* **What to work on**: Exercise in exact copying. Transcribe every entry that follows, word for word.

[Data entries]
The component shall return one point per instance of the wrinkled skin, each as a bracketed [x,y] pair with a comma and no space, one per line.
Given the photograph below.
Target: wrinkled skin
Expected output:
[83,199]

* **Problem solution**:
The component shall return one point per instance of the wrinkled skin, each as a bracketed [x,y] pair with a comma and no space, one per line.
Given the photograph below.
Target: wrinkled skin
Expected output:
[83,199]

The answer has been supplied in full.